Süddeutsche Zeitung

Pläne am südlichen Stadtrand:Ein Drama kündigt sich an

Das Sollner Kino soll in Wohnungen und Geschäfte umgewandelt werden. Lokalpolitiker und Cineasten sind entsetzt. Die Betreiber hoffen noch, sich in Verhandlungen mit der Eigentümerin auf den Fortbestand der legendären Einrichtung einigen zu können

Von Jürgen Wolfram, Solln

Dem Sollner Kino droht das Aus. Denn die Eigentümerin des Gebäudes an der Sollner Straße 43 a, in dem das Lichtspielhaus untergebracht ist, die Sedlmayr Haus und Gewerbebau GmbH, plant eine Umnutzung, die eine höhere Rendite verspricht. Das Kino soll sieben Wohnungen sowie einem Laden weichen. Zudem ist der Anbau von Balkonen im Obergeschoss vorgesehen. Der Bezirksausschuss (BA) Thalkirchen-Obersendling-Forstenried-Fürstenried-Solln hat die beantragte Nutzungsänderung ausdrücklich und einstimmig bedauert. Sollten die Sedlmayr-Pläne realisiert werden, würde "das letzte Kino eines Stadtbezirks mit fast 100 000 Einwohnern zu Grabe getragen", heißt es im BA-Beschluss. Tatsächlich reicht das Einzugsgebiet des Sollner Lichtspielhauses mangels Konkurrenz noch viel weiter, bis in alle angrenzenden Stadtbezirke sowie in den südlichen Landkreis München. Wer etwa in Pullach wohnt, dessen Kino liegt in Solln.

Baurechtlich bestehe "leider" keine Möglichkeit, den Bauantrag abzulehnen, hieß es jetzt im Bezirksausschuss. Die Sedlmayr Haus und Gewerbebau wurde explizit aufgefordert, sich mit den Kinobetreibern zu beratschlagen, "ob es nicht doch noch eine für beide Seiten wirtschaftlich rentable Fortführung des angestammten Kinobetriebes geben kann". Das Gremium unterstütze ausdrücklich alle Bestrebungen in diese Richtung.

Das Kino gehört zur Produktions- und Betreibergesellschaft Omaha Film. Deren Sprecherin Cornelia Green beteuert, alles zu unternehmen, um den beliebten Hort der Filmkunst zu retten. Der Mietvertrag laufe noch bis 2025. Bis dahin werde man versuchen, auf dem Verhandlungsweg eine Einigung zu erreichen. Wobei das Ziel der Omaha Film eine Mietminderung sein müsse. "Wir brauchen eine verlässliche Anpassung, denn unsere Gesellschaft hat wegen Corona hohe Verluste eingefahren", sagt Green.

***

### Aufgaben
**a.** Beantworten Sie anhand des Artikels über das Sollner Kino folgende Fragen:
(i) An welcher Adresse befindet sich das Gebäude, in dem das Kino untergebracht ist?
(ii) Bis zu welchem Jahr läuft der Mietvertrag noch?
(iii) Zu welcher Gesellschaft gehört das Kino?
**b.** Nennen Sie alle baulichen Vorhaben, die laut dem Artikel über das Sollner Kino für das Gebäude geplant sind.
**c.** Erklären Sie mit den Angaben des Artikels über das Sollner Kino, warum Omaha Film bei den Verhandlungen eine Mietminderung anstrebt.

***

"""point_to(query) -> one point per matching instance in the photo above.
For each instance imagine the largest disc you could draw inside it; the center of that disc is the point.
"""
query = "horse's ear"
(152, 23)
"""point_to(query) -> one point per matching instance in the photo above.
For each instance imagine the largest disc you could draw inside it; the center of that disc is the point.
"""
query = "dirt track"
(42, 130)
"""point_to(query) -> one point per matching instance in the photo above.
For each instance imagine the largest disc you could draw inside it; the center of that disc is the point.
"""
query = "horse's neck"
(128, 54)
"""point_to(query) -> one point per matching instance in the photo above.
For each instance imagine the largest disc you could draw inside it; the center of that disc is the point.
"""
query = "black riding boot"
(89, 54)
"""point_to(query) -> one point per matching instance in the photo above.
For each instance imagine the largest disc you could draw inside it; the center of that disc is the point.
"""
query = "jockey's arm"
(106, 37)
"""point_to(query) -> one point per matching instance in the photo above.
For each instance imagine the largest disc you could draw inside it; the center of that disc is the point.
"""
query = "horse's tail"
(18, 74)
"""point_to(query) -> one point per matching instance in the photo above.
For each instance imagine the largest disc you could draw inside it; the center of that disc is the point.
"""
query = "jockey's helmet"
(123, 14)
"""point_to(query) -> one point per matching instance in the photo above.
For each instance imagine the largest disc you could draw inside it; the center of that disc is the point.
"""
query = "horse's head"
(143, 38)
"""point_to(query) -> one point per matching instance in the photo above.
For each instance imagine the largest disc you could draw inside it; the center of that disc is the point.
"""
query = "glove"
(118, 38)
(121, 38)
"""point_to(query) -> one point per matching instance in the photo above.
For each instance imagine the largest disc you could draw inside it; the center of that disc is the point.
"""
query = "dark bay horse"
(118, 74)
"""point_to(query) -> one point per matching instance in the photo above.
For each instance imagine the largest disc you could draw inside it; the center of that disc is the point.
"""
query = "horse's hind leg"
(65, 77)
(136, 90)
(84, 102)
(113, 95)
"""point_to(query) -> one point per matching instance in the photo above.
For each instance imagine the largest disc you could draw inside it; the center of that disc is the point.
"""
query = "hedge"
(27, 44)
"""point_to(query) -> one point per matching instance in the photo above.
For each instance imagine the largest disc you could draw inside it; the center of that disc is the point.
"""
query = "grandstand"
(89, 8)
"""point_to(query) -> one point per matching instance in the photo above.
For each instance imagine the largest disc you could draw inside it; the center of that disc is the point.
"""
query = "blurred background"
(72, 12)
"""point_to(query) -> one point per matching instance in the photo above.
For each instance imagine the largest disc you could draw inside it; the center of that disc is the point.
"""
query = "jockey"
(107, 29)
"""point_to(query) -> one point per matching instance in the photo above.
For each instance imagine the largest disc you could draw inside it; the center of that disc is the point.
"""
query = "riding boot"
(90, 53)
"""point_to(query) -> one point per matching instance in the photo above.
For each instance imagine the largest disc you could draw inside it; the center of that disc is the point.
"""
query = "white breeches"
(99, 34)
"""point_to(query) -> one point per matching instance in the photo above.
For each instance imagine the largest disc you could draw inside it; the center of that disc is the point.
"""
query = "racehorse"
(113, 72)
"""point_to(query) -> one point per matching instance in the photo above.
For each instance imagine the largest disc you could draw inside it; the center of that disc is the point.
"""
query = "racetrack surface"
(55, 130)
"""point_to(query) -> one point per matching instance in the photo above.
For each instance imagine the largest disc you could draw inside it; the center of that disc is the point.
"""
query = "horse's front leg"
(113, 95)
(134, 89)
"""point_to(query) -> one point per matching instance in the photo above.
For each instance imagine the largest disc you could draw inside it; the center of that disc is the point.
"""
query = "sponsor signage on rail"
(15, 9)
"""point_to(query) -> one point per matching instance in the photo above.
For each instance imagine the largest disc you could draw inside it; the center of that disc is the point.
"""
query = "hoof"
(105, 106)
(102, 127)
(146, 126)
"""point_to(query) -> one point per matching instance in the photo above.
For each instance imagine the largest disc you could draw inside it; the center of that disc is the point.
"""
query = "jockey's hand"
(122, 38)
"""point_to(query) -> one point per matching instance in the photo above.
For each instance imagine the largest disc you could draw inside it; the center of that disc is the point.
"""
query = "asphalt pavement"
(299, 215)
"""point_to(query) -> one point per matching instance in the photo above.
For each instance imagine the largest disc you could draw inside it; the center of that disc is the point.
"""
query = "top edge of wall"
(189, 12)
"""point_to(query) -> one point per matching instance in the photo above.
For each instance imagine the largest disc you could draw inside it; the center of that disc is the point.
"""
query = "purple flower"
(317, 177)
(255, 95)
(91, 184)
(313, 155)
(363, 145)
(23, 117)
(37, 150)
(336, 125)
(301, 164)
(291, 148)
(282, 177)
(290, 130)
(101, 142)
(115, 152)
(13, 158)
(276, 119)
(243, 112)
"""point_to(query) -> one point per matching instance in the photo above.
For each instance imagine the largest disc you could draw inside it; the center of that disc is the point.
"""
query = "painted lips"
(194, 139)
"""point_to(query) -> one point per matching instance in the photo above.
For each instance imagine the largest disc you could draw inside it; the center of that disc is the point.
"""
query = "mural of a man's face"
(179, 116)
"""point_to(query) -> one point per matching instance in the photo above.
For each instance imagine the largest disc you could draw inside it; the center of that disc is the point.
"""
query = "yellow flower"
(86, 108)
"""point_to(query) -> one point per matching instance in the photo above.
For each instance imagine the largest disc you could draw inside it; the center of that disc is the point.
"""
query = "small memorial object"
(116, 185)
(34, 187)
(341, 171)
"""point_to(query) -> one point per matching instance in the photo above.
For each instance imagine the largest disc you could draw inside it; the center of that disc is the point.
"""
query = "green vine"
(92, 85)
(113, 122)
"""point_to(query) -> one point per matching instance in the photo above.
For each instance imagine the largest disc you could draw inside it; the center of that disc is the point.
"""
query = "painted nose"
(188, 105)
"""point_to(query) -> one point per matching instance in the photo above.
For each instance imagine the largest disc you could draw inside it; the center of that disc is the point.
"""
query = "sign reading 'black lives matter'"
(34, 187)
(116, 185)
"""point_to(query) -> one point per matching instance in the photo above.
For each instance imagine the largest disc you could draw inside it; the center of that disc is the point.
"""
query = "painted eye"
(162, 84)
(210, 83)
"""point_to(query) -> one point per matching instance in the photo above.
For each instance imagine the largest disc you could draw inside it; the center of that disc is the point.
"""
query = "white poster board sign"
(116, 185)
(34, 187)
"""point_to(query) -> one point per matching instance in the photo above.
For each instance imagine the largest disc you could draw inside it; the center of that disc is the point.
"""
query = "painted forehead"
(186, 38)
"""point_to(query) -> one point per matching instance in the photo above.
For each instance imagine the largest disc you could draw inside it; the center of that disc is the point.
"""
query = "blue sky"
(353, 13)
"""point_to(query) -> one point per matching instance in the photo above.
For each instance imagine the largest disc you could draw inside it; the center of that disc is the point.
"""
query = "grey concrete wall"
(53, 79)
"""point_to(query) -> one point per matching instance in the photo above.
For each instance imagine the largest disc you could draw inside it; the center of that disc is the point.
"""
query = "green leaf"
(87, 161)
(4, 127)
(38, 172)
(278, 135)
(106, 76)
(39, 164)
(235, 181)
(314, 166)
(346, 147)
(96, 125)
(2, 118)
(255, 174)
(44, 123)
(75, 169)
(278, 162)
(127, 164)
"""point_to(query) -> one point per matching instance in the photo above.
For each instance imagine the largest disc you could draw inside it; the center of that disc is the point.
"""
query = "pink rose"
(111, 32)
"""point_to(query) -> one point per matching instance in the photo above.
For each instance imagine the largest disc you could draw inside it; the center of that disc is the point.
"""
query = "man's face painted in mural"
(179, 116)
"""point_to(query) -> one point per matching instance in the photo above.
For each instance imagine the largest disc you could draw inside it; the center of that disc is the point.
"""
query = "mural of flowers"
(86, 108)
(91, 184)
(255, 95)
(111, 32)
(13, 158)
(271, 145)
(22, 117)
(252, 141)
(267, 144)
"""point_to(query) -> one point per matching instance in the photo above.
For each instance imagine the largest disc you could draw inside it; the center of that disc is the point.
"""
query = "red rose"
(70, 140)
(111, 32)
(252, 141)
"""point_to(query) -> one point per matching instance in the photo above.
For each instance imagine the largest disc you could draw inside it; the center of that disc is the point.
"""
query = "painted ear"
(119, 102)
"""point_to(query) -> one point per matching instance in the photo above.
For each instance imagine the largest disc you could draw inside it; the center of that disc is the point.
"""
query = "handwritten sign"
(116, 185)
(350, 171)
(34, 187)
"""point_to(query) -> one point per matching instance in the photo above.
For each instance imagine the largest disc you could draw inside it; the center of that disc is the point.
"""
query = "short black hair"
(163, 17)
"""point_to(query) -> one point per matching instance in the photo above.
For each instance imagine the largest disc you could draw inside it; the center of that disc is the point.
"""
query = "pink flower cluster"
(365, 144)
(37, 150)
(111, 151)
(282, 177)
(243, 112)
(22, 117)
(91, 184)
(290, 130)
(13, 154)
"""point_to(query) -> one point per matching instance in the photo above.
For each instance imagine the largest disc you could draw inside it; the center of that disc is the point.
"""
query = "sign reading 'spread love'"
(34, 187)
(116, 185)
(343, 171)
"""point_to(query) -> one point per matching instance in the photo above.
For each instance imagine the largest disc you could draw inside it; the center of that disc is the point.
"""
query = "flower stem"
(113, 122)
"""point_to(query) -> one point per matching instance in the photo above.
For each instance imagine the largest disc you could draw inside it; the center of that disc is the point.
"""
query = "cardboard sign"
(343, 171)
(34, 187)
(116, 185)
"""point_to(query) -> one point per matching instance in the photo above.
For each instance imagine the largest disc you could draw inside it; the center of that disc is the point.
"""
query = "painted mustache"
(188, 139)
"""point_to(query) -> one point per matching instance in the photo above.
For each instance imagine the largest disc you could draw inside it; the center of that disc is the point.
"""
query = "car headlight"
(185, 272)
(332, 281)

***

### Lösungen
**a.**
(i) Sollner Straße 43 a
(ii) Bis 2025
(iii) Zur Produktions- und Betreibergesellschaft Omaha Film

**b.**
- Sieben Wohnungen
- Ein Laden
- Der Anbau von Balkonen im Obergeschoss

**c.** Omaha Film strebt eine Mietminderung an, weil die Gesellschaft wegen Corona hohe Verluste eingefahren hat. Deshalb braucht sie nach Aussage ihrer Sprecherin eine verlässliche Anpassung.